Start

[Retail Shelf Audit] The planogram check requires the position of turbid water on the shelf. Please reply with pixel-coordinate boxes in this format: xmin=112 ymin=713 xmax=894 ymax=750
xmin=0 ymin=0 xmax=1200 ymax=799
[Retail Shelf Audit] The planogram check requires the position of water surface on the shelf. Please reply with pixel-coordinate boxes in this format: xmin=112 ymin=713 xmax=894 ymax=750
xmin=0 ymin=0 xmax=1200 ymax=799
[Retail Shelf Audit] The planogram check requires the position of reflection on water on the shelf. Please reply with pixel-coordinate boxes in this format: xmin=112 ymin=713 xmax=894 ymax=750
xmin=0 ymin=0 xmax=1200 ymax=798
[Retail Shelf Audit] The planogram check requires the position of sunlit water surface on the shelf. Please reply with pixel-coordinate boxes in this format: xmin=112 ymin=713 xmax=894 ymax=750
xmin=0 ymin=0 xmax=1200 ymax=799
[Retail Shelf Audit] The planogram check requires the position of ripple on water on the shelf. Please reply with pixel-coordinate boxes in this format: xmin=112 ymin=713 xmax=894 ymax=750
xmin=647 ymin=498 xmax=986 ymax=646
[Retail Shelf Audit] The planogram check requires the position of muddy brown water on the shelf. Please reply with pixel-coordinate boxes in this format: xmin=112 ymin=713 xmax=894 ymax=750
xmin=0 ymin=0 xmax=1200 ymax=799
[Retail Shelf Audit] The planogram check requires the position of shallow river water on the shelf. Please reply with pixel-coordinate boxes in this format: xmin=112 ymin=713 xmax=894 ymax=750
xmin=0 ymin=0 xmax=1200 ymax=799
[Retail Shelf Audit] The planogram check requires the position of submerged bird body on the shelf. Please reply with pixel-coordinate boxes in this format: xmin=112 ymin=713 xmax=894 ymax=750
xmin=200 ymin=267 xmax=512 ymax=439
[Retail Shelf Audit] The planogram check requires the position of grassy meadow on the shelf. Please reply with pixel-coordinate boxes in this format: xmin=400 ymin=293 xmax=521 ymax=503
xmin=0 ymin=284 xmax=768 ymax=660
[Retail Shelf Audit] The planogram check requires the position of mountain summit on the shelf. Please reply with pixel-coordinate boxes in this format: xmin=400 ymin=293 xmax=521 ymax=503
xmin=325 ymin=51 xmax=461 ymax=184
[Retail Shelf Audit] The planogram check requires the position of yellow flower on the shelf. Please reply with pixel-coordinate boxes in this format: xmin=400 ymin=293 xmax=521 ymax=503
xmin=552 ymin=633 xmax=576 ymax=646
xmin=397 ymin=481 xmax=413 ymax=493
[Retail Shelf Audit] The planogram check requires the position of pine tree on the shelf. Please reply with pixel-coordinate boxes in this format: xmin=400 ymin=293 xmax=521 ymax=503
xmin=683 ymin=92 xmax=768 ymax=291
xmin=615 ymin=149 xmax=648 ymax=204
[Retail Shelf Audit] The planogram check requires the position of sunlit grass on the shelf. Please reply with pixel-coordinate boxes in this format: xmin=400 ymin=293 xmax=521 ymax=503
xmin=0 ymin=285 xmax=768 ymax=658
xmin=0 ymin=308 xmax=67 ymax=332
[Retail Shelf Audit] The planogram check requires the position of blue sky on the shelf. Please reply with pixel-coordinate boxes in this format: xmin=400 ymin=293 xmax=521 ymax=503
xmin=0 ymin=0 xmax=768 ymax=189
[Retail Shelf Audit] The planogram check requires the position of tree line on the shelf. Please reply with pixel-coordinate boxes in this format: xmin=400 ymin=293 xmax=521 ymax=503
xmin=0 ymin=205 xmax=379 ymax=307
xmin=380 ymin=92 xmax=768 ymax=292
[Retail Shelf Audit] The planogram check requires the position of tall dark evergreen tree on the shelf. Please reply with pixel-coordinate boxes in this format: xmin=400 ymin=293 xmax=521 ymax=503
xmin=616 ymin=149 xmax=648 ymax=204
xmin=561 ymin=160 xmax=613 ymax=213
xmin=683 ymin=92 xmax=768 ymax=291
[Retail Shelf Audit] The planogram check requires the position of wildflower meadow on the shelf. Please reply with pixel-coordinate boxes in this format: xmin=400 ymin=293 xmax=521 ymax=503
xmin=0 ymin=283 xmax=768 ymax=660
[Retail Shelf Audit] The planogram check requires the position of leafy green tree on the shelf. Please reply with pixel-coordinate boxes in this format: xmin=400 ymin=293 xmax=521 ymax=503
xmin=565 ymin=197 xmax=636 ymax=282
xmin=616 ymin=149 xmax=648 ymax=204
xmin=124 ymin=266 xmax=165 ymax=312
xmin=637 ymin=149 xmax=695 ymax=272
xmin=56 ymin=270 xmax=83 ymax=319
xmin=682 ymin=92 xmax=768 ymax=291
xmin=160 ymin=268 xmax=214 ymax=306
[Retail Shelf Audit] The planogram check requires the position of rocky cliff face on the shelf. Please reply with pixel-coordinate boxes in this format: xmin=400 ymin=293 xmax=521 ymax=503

End

[Exercise description] Copy the records above word for word, from the very beginning through the line containing "xmin=0 ymin=0 xmax=1200 ymax=798", including that line.

[Answer to the task]
[Retail Shelf Audit] The planogram check requires the position of turbid water on the shelf. Please reply with pixel-coordinate boxes in this format: xmin=112 ymin=713 xmax=894 ymax=750
xmin=0 ymin=0 xmax=1200 ymax=799
[Retail Shelf Audit] The planogram check requires the position of water surface on the shelf. Please reply with pixel-coordinate boxes in this format: xmin=112 ymin=713 xmax=894 ymax=750
xmin=0 ymin=0 xmax=1200 ymax=799
[Retail Shelf Audit] The planogram check requires the position of reflection on water on the shelf. Please reply with pixel-coordinate boxes in this format: xmin=112 ymin=713 xmax=894 ymax=750
xmin=0 ymin=0 xmax=1200 ymax=798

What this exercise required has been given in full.